- Trade Paperback Cover

Publication information
- Publisher: Dark Horse Comics
- Format: Trade Paperback
- Genre: Action/adventure, horror;
- Publication date: January 30, 2008
- Main characters: Kate Corrigan; Ben Daimio; Johann Kraus; Panya; Abe Sapien; Liz Sherman;

Creative team
- Created by: Mike Mignola
- Written by: Mike Mignola; John Arcudi;
- Artist: Guy Davis
- Letterer: Clem Robins
- Colorist: Dave Stewart
- Editor: Scott Allie

Collected editions
- B.P.R.D.: Garden of Souls: ISBN 978-1-59307-882-9

= B.P.R.D.: Garden of Souls =

B.P.R.D.: Garden of Souls is the seventh trade paperback collection in the B.P.R.D. series.

==Publication history==
B.P.R.D.: Garden of Souls was originally published as a five-issue B.P.R.D. comic book mini-series, written by Mike Mignola and John Arcudi with art by Guy Davis and published by Dark Horse Comics. Each issue featured a cover by Guy Davis.

==Story==
===Chapter 1===
The ageless mummy, Panya, is introduced, the team continues to mourn the loss of Roger, and Abe Sapien receives a strange map that may hold clues to his past life as Dr. Langdon Everett Caul.
────────────────
Directive a: Extract the passage of the Garden of Souls page from "Creative team" up to and including "the B.P.R.D. series.".
────────────────
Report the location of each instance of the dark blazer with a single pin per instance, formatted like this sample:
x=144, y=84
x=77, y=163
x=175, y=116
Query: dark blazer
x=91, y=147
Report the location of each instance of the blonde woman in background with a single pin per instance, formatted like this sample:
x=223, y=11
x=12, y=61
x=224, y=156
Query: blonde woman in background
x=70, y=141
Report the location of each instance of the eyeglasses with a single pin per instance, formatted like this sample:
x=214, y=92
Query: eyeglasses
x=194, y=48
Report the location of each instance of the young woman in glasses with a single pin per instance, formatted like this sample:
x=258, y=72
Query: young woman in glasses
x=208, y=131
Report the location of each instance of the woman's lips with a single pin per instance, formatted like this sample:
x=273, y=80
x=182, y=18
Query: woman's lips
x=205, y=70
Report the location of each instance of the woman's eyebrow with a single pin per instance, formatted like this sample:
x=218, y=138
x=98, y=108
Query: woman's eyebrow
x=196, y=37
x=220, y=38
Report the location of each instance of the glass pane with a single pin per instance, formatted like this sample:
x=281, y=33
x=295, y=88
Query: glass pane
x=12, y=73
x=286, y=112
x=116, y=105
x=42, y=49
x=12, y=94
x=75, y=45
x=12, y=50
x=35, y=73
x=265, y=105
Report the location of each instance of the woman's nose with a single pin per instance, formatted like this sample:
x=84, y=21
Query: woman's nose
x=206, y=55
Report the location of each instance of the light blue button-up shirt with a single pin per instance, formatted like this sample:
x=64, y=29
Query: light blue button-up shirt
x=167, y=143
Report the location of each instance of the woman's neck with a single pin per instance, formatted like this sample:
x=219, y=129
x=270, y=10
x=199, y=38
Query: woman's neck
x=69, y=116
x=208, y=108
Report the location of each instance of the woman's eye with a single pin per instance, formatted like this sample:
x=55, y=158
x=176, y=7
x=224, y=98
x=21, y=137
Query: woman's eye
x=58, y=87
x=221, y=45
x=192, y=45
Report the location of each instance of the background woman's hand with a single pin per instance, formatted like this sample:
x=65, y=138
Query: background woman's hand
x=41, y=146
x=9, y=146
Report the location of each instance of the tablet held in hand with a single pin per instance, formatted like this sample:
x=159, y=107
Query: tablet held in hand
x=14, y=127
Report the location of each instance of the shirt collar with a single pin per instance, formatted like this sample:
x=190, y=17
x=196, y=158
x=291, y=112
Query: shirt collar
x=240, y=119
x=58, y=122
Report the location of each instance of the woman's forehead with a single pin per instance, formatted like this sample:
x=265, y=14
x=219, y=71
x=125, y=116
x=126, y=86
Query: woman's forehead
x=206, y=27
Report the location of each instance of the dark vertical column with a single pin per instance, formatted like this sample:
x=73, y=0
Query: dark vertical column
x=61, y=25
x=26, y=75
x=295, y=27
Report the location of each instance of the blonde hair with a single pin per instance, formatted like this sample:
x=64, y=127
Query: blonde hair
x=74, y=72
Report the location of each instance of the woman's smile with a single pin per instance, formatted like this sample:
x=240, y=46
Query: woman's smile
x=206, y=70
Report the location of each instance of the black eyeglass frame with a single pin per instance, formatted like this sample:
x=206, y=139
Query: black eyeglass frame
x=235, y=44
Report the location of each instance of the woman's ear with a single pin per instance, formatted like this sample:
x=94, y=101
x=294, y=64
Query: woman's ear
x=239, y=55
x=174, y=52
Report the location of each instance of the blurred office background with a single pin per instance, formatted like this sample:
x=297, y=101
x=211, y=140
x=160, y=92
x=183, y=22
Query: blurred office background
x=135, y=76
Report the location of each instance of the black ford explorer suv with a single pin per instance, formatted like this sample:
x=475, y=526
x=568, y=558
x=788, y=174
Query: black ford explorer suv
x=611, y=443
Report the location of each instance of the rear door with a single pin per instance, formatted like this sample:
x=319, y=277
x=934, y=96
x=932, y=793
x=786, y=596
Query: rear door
────────────────
Directive b: In the records, take the lines from the line with "Report the location of each instance of the shirt" up to and including the line with "x=58, y=122". Give them again with "collar" replaced by "cuff", leaving everything else unchanged, and return only those lines.

Finished answer a:
Creative team
- Created by: Mike Mignola
- Written by: Mike Mignola; John Arcudi;
- Artist: Guy Davis
- Letterer: Clem Robins
- Colorist: Dave Stewart
- Editor: Scott Allie

Collected editions
- B.P.R.D.: Garden of Souls: ISBN 978-1-59307-882-9

= B.P.R.D.: Garden of Souls =

B.P.R.D.: Garden of Souls is the seventh trade paperback collection in the B.P.R.D. series.

Finished answer b:
Report the location of each instance of the shirt cuff with a single pin per instance, formatted like this sample:
x=190, y=17
x=196, y=158
x=291, y=112
Query: shirt cuff
x=240, y=119
x=58, y=122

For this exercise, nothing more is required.